--- SUPPLIED MATERIAL Enclosed Below ---

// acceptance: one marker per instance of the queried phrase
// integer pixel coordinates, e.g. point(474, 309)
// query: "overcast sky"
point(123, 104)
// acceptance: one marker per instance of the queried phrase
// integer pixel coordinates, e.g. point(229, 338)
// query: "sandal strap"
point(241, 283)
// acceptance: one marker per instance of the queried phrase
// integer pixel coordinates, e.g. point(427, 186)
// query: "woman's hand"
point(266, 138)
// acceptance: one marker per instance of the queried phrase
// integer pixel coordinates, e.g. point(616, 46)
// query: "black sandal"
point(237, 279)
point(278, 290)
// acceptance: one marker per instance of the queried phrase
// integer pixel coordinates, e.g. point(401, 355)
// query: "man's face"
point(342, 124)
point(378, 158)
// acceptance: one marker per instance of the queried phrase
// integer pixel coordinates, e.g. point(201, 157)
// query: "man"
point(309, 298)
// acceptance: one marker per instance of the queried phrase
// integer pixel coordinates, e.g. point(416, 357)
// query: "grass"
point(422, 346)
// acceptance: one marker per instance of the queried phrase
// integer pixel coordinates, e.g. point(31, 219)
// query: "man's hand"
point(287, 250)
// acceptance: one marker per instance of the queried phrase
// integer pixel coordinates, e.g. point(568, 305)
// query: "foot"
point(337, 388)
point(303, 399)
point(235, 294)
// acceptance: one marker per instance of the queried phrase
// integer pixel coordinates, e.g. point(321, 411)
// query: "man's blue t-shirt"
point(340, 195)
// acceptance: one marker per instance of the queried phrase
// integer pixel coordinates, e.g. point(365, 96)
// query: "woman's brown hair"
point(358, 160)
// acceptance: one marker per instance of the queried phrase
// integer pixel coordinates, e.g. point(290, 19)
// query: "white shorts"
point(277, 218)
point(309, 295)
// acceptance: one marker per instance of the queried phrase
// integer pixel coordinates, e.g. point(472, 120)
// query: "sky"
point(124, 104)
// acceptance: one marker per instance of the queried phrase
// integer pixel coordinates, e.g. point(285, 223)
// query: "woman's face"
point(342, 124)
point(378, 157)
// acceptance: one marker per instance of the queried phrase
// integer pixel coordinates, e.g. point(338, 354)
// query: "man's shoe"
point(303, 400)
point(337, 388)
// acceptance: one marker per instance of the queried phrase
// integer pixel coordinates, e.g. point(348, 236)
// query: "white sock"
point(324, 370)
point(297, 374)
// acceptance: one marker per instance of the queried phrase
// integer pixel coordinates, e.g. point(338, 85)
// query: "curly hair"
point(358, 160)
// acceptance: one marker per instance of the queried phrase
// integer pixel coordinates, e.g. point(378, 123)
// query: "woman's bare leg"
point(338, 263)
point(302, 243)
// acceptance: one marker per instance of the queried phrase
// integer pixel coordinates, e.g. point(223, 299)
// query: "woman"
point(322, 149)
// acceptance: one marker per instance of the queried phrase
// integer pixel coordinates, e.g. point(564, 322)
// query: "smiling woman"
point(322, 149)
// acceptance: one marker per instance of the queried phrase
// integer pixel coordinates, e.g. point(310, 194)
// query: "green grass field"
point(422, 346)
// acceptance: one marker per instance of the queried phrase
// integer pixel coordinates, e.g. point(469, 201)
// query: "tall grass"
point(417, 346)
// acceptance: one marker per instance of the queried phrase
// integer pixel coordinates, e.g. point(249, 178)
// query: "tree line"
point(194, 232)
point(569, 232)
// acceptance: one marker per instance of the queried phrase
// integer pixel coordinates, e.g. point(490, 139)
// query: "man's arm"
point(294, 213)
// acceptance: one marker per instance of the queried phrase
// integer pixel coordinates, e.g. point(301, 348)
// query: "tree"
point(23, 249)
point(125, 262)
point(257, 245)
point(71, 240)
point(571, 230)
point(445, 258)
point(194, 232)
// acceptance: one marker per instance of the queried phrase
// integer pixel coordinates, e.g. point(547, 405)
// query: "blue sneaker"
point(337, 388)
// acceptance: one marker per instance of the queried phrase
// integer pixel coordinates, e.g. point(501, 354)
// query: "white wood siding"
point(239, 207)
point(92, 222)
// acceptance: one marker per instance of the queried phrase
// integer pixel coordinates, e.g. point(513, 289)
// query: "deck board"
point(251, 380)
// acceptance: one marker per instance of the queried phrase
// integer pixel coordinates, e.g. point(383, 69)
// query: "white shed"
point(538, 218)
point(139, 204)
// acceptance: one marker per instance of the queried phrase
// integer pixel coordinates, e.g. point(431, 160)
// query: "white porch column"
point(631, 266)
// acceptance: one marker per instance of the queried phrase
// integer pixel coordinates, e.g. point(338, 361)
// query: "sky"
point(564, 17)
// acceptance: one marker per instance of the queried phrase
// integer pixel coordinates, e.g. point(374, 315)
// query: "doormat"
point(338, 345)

--- End of Enclosed SUPPLIED MATERIAL ---

## TASK
Set the data down once more, exactly as it stands.

## TASK ANSWER
// acceptance: one marker per instance of the queried phrase
// integer pixel coordinates, e.g. point(474, 309)
// query: "overcast sky"
point(123, 104)
// acceptance: one marker per instance of the queried phrase
// integer pixel coordinates, e.g. point(229, 338)
// query: "sandal strap"
point(241, 283)
// acceptance: one marker per instance of the queried phrase
// integer pixel coordinates, e.g. point(427, 186)
// query: "woman's hand"
point(266, 138)
// acceptance: one marker per instance of the queried phrase
// integer pixel coordinates, e.g. point(616, 46)
// query: "black sandal"
point(237, 279)
point(278, 290)
// acceptance: one marker per instance of the queried phrase
// integer pixel coordinates, e.g. point(401, 355)
// query: "man's face"
point(342, 124)
point(378, 158)
// acceptance: one marker per instance of the queried phrase
// integer pixel coordinates, e.g. point(201, 157)
// query: "man"
point(309, 298)
// acceptance: one marker per instance of the queried phrase
// integer pixel coordinates, e.g. point(416, 357)
// query: "grass"
point(422, 346)
// acceptance: one marker per instance of the queried phrase
// integer pixel coordinates, e.g. point(31, 219)
// query: "man's hand"
point(287, 250)
// acceptance: one marker per instance of the queried phrase
// integer pixel coordinates, e.g. point(568, 305)
// query: "foot"
point(337, 388)
point(303, 399)
point(235, 294)
// acceptance: one marker per instance of the queried phrase
// integer pixel coordinates, e.g. point(321, 411)
// query: "man's blue t-shirt"
point(340, 195)
// acceptance: one marker per instance of the queried phrase
// integer pixel coordinates, e.g. point(365, 96)
// query: "woman's brown hair"
point(358, 160)
// acceptance: one marker per instance of the queried phrase
// integer pixel coordinates, e.g. point(290, 19)
// query: "white shorts"
point(277, 218)
point(309, 295)
// acceptance: one marker per instance of the queried phrase
// integer pixel coordinates, e.g. point(472, 120)
// query: "sky"
point(124, 104)
// acceptance: one marker per instance of the queried phrase
// integer pixel coordinates, e.g. point(285, 223)
// query: "woman's face"
point(342, 124)
point(378, 157)
// acceptance: one marker per instance of the queried phrase
// integer pixel coordinates, e.g. point(338, 354)
// query: "man's shoe"
point(303, 400)
point(337, 388)
// acceptance: one marker per instance of the queried phrase
// integer pixel coordinates, e.g. point(348, 236)
// query: "white sock"
point(324, 370)
point(297, 374)
// acceptance: one marker per instance of the queried phrase
// integer pixel coordinates, e.g. point(338, 85)
// query: "curly hair"
point(358, 160)
// acceptance: one marker per instance of the queried phrase
// integer pixel coordinates, e.g. point(378, 123)
// query: "woman's bare leg"
point(338, 263)
point(302, 243)
// acceptance: one marker per instance of the queried phrase
// integer pixel coordinates, e.g. point(223, 299)
// query: "woman"
point(322, 149)
// acceptance: one marker per instance of the queried phrase
// integer pixel coordinates, e.g. point(564, 322)
// query: "smiling woman"
point(322, 149)
// acceptance: one marker per instance of the queried phrase
// integer pixel coordinates, e.g. point(310, 194)
// query: "green grass field"
point(422, 346)
// acceptance: one marker per instance of the queried phrase
// integer pixel coordinates, e.g. point(469, 201)
// query: "tall grass"
point(417, 346)
// acceptance: one marker per instance of the queried phrase
// integer pixel coordinates, e.g. point(249, 178)
// query: "tree line"
point(194, 232)
point(569, 232)
// acceptance: one marker per instance of the queried phrase
// integer pixel coordinates, e.g. point(490, 139)
// query: "man's arm"
point(294, 213)
// acceptance: one marker per instance of the queried phrase
// integer pixel coordinates, e.g. point(301, 348)
// query: "tree"
point(23, 249)
point(125, 262)
point(257, 245)
point(71, 240)
point(571, 230)
point(445, 258)
point(194, 232)
// acceptance: one marker per instance of the queried phrase
// integer pixel coordinates, e.g. point(547, 405)
// query: "blue sneaker"
point(337, 388)
// acceptance: one marker per instance of the queried phrase
// integer pixel coordinates, e.g. point(501, 354)
// query: "white wood siding"
point(239, 207)
point(92, 222)
// acceptance: one marker per instance of the queried phrase
// integer pixel coordinates, e.g. point(513, 289)
// query: "deck board"
point(251, 380)
// acceptance: one marker per instance of the queried phrase
// integer pixel coordinates, e.g. point(383, 69)
// query: "white shed"
point(538, 218)
point(139, 204)
// acceptance: one marker per instance of the queried phrase
// integer pixel coordinates, e.g. point(431, 160)
// query: "white porch column"
point(631, 266)
// acceptance: one marker per instance of the queried phrase
// integer pixel coordinates, e.g. point(338, 361)
// query: "sky"
point(564, 17)
// acceptance: one marker per instance of the queried phrase
// integer pixel coordinates, e.g. point(374, 315)
// query: "doormat"
point(338, 345)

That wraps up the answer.